▸ **ACTION ITEM**
Where a line of the data holds the word "query", copy that line.

▸ **EXERCISE MATERIALS**

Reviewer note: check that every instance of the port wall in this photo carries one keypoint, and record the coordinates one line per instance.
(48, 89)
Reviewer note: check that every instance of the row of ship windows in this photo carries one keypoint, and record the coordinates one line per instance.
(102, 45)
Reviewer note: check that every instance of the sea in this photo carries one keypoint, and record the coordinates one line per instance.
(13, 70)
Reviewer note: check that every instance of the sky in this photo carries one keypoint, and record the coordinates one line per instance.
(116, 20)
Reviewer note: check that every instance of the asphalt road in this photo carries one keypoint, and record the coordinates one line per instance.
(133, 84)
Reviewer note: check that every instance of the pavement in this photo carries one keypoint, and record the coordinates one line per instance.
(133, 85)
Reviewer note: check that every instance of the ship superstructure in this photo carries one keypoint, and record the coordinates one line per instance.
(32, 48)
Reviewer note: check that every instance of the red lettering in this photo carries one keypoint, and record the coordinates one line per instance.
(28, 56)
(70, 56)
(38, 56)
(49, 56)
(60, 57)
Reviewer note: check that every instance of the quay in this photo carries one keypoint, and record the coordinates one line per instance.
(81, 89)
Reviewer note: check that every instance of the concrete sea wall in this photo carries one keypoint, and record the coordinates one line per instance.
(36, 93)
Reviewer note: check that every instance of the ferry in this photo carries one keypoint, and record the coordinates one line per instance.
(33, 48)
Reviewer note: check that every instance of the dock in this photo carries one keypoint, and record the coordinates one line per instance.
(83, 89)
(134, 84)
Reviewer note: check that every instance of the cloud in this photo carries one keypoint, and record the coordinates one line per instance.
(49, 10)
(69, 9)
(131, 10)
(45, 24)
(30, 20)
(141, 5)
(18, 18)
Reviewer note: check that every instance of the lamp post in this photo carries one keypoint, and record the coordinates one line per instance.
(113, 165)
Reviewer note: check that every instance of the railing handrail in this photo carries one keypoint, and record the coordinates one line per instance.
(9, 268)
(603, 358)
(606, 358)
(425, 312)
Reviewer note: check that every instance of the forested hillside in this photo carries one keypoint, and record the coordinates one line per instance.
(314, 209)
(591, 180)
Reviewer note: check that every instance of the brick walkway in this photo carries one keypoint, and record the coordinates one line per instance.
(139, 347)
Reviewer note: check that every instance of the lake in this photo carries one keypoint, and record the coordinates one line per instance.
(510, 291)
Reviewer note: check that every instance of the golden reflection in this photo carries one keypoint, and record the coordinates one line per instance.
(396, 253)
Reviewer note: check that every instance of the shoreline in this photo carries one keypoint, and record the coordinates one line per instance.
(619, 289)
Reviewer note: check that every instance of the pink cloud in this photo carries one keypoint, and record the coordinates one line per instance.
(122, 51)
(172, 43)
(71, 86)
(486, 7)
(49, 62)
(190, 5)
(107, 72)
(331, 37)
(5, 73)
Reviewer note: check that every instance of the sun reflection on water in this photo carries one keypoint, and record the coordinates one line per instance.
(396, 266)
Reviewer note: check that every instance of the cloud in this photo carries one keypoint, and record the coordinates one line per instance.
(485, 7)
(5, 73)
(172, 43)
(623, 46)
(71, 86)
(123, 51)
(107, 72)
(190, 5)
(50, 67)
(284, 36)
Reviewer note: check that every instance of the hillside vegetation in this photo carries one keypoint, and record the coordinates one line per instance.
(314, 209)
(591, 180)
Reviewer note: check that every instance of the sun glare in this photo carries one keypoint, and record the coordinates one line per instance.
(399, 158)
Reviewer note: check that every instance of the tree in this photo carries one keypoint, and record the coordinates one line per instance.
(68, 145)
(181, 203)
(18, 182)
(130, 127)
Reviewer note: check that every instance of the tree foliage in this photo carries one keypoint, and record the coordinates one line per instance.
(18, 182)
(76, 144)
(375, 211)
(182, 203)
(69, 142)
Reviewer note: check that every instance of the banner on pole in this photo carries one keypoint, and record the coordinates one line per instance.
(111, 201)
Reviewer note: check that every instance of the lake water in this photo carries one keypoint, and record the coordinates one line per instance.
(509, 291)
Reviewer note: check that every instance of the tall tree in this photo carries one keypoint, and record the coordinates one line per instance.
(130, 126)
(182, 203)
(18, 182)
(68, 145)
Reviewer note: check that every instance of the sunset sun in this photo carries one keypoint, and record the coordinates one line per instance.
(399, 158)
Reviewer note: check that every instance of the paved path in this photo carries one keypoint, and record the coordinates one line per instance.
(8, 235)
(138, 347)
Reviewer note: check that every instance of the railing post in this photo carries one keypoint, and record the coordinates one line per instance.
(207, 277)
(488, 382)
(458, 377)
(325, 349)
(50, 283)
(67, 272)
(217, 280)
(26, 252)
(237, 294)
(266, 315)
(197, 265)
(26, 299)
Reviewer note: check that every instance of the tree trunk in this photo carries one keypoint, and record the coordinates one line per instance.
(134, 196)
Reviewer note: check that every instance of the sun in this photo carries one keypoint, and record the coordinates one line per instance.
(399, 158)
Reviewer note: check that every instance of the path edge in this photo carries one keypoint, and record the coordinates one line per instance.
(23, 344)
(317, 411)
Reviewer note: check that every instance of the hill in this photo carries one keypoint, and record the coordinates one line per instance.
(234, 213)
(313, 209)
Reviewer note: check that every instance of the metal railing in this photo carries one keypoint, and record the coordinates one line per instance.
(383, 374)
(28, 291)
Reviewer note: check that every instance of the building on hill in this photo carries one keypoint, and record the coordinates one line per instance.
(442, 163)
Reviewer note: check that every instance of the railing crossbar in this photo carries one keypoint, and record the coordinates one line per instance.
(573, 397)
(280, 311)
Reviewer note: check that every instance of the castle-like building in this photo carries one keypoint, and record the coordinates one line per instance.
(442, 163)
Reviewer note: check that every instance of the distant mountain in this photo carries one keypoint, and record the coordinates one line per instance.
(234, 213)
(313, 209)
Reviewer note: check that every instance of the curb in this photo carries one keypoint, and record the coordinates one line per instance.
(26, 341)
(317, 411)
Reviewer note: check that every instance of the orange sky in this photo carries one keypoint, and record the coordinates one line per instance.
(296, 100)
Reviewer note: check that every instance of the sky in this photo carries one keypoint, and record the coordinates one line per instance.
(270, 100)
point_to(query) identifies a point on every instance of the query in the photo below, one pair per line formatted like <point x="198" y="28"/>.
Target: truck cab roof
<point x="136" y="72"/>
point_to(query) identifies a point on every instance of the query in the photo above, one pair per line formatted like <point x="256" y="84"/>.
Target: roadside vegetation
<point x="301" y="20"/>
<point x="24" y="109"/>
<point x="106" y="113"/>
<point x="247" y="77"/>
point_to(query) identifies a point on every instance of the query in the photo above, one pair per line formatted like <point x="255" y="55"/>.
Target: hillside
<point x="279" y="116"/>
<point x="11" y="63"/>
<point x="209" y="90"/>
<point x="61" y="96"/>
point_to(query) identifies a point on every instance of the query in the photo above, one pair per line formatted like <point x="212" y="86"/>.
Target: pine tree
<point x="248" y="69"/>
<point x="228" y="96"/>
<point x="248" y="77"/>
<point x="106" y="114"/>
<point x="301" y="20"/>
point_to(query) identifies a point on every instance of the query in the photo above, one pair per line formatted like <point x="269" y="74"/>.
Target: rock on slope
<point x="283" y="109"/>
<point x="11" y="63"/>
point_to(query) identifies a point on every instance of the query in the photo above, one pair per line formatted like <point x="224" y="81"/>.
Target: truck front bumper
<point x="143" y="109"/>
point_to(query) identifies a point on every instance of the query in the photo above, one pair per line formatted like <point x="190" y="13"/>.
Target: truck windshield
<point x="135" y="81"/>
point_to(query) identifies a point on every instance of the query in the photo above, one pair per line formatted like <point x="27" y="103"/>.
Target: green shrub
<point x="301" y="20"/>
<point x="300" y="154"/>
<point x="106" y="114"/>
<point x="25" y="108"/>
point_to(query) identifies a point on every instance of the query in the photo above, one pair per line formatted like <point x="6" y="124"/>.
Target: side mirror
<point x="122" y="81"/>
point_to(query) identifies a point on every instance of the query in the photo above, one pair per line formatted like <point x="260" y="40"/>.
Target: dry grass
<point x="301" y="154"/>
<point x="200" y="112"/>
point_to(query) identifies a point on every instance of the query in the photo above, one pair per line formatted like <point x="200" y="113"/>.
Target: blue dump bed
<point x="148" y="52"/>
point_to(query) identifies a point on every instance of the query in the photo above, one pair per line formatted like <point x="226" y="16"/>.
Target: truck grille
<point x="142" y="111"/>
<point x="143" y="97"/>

▸ **OUTPUT OF THE TASK**
point_to(query) identifies a point on every instance of the query in the photo below, one pair per line formatted like <point x="198" y="28"/>.
point_to(query) identifies a point on every instance of the query in the photo above, one pair per line formatted like <point x="256" y="84"/>.
point_to(query) identifies a point on every instance of the query in the photo above, one pair per line formatted like <point x="255" y="55"/>.
point_to(query) identifies a point on every instance of the query in the photo above, one pair per line formatted like <point x="212" y="86"/>.
point_to(query) identifies a point on every instance of the query in the photo above, one pair per line formatted like <point x="269" y="74"/>.
point_to(query) identifies a point on every instance of the query in the photo above, one pair per line formatted like <point x="224" y="81"/>.
point_to(query) identifies a point on every instance of the query in the photo above, one pair per line formatted like <point x="190" y="13"/>.
point_to(query) identifies a point on every instance of the query in the photo above, one pair per line formatted like <point x="27" y="103"/>.
point_to(query) identifies a point on every instance of the query in the photo above, one pair per line formatted like <point x="6" y="124"/>.
point_to(query) identifies a point on every instance of the query in the photo above, one pair per line formatted like <point x="260" y="40"/>.
point_to(query) identifies a point on every instance of the query in the photo above, one pair per line formatted like <point x="200" y="113"/>.
point_to(query) identifies a point on every instance of the query in the photo above, one pair per line formatted like <point x="226" y="16"/>.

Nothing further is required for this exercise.